» THE TASKS:
1) From the project assignment text, name every instructor who will evaluate the project.
2) Update the project assignment text from "Look over the" up to and including "come first served.", writing that passage out again with "SWIS message" changed to "email message".

» EXTRACTED TEXT:
1. Declaration of Project Topic and list of sources - Due by class time September 29. If you are not in the Turkey Seminar, but are in the Islamic Middle East course, topics must address pertinent aspects of Islamic culture and Middle East history. Go to "Getting Started" for suggestions on topics and use the links below.
|Browse Middle East Database||Links to Quality Internet Resources|
|Islamic Middle East Bibliography||Footnote and Bibliography Format|
|Islamic Middle East Course Blog||Search NMH Library|
|Geography Section IME Blog||NMH Library LibGuide for Islam|
If you are in the Turkey Seminar, follow these directions:
Select a topic that addresses some aspect of modern Turkey or the Ottoman Empire. The project will count in your English class as well as in the Islamic Middle East and will be evaluated by all three instructors - Block, Schwingel, and Thornton. Your choice of topic must be approved by all three teachers.
Look over the list of suggested areas of inquiry below. We are willing to consider other suggestions not on the list.
Send a SWIS message to all three teachers with your proposed topic no later than next Monday (Sept. 29). There will be only one person per topic, first come first served.

» Shape labeling listing:
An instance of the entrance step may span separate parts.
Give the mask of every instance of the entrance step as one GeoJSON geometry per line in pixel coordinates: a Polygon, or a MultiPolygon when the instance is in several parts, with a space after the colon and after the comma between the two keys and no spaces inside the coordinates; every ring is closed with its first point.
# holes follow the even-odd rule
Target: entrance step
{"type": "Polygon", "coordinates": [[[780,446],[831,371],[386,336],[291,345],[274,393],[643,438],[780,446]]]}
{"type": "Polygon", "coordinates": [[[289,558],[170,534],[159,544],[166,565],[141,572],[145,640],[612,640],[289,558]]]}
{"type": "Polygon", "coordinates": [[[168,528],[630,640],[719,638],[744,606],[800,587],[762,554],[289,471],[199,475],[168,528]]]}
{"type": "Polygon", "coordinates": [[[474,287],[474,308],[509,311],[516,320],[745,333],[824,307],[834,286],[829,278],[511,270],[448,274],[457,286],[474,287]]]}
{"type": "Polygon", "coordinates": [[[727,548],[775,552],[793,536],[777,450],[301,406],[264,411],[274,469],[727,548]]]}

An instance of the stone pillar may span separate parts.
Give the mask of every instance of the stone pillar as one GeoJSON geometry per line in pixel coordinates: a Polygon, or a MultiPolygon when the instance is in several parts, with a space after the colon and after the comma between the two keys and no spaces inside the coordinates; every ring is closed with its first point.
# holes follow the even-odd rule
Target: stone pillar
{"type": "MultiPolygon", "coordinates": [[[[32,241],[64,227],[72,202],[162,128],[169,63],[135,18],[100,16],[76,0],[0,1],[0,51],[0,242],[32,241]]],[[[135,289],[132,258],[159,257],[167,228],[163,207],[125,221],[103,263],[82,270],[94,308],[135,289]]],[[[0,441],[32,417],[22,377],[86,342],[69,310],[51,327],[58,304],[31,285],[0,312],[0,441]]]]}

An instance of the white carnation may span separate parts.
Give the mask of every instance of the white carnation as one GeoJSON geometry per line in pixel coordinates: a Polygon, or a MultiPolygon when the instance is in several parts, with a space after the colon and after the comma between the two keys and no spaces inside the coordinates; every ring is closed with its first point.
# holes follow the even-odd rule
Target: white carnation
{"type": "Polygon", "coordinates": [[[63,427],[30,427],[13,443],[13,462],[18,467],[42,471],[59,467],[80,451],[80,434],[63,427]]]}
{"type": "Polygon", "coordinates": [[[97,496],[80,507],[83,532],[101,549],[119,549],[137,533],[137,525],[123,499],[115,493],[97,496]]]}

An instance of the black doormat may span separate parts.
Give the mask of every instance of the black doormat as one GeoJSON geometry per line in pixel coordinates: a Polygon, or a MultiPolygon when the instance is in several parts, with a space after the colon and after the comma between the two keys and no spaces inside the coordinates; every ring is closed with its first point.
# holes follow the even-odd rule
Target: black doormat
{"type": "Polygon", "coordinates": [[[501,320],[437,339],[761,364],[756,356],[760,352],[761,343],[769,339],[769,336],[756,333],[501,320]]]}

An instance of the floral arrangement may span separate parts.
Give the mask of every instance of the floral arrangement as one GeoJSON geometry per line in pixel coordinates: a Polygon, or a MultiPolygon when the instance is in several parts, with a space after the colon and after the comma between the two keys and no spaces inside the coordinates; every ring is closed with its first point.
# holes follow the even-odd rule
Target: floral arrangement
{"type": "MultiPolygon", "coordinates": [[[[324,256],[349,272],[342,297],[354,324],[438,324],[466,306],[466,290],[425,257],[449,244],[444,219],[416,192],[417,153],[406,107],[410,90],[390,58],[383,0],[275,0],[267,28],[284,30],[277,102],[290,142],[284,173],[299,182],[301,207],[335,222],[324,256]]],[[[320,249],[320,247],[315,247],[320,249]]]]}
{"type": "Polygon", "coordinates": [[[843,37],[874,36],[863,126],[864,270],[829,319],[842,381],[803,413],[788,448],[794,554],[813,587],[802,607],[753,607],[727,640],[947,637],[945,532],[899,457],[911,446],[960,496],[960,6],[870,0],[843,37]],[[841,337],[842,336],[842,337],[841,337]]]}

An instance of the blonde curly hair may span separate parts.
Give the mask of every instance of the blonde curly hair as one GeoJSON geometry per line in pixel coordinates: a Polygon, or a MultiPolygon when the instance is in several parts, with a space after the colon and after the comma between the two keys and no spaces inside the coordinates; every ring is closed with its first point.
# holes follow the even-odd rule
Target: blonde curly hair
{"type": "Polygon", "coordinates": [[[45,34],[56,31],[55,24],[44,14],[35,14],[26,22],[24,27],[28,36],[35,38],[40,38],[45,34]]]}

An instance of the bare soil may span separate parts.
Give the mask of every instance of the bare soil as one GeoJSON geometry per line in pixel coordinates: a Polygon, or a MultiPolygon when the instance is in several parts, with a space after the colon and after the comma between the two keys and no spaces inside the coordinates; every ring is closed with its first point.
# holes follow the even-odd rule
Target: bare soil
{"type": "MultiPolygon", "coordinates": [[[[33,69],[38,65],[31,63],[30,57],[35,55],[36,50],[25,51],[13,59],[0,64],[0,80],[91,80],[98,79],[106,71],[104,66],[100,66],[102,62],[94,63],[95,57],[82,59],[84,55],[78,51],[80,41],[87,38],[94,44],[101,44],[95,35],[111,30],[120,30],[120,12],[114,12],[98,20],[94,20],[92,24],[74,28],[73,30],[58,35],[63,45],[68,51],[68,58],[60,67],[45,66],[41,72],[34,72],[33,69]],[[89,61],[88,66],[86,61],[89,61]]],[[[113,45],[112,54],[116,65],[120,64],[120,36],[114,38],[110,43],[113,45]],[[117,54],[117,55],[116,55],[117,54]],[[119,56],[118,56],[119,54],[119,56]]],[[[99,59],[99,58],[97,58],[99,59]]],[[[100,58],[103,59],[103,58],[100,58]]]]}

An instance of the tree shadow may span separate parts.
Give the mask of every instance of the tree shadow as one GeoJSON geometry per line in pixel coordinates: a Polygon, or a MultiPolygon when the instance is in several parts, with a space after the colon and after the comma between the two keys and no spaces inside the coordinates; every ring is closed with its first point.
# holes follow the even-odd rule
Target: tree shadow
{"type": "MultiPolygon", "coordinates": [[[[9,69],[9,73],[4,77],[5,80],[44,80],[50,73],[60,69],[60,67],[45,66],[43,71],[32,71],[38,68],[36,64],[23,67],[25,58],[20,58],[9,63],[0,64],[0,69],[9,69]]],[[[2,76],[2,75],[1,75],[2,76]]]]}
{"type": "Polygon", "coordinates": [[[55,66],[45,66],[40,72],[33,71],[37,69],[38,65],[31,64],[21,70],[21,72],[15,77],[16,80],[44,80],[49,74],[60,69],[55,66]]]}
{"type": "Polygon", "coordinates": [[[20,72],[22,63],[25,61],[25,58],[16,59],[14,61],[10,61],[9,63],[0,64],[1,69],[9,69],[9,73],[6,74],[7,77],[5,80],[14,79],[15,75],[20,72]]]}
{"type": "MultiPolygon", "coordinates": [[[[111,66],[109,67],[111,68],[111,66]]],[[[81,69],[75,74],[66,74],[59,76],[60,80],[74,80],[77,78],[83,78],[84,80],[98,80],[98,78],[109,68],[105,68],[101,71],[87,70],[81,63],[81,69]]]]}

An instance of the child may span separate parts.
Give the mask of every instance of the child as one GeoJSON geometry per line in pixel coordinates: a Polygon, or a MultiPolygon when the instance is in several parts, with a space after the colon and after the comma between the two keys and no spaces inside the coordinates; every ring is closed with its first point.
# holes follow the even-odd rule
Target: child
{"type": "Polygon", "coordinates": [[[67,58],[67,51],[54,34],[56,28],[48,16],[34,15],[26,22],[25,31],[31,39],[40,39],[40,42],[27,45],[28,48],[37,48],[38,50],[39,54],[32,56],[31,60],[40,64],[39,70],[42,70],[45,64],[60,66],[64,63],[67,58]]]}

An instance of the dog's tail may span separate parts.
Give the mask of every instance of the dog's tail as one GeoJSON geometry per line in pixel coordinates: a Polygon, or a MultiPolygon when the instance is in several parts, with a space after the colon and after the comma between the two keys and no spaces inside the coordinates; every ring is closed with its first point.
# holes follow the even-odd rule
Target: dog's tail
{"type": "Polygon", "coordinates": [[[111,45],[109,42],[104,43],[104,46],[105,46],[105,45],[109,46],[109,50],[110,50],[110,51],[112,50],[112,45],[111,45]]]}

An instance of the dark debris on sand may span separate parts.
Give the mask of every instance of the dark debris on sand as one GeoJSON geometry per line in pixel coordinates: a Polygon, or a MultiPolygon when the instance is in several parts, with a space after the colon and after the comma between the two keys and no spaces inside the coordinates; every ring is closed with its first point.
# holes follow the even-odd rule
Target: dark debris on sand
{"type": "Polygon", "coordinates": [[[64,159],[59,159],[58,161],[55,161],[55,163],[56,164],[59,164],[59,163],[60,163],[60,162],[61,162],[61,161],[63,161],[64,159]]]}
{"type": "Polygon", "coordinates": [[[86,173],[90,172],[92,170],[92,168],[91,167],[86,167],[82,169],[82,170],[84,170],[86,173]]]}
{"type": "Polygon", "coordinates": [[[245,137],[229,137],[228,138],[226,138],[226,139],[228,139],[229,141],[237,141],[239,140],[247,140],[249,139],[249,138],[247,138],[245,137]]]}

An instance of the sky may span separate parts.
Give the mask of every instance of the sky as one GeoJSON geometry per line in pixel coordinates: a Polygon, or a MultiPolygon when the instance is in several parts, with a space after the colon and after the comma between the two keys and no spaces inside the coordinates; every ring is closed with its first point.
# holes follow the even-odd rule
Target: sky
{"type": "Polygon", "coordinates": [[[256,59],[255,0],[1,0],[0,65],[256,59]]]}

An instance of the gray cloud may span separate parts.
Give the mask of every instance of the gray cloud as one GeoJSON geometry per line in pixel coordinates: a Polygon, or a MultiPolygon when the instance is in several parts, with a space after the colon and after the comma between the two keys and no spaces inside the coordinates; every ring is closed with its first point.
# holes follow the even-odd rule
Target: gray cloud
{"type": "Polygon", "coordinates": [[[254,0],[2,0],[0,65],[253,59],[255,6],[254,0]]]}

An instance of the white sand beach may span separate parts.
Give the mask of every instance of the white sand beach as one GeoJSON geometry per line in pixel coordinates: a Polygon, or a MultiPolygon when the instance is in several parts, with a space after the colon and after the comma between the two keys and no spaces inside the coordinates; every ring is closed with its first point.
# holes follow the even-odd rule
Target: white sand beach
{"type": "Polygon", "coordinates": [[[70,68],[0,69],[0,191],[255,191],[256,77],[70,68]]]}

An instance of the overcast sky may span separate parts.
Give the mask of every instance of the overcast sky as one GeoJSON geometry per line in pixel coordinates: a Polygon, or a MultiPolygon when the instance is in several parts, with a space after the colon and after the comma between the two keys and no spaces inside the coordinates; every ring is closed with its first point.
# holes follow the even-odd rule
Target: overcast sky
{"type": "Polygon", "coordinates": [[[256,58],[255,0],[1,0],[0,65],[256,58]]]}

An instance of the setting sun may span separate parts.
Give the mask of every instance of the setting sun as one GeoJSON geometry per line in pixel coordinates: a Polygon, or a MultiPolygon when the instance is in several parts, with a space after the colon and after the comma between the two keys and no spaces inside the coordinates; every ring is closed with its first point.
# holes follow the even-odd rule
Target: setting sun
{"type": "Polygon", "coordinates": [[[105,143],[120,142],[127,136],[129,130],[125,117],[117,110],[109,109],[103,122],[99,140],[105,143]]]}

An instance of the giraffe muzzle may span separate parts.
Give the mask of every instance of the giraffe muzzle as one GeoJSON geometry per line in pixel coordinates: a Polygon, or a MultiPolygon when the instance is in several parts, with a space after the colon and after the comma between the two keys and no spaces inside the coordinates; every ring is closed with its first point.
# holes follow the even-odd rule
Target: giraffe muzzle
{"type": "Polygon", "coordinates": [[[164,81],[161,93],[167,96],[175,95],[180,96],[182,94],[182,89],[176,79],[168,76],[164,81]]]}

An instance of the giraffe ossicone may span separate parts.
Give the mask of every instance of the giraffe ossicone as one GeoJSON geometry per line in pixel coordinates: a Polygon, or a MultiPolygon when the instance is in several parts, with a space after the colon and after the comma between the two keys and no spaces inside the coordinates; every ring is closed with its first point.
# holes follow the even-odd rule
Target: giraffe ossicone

» SOLVED TASKS:
1) Block, Schwingel, Thornton

2)
Look over the list of suggested areas of inquiry below. We are willing to consider other suggestions not on the list.
Send a email message to all three teachers with your proposed topic no later than next Monday (Sept. 29). There will be only one person per topic, first come first served.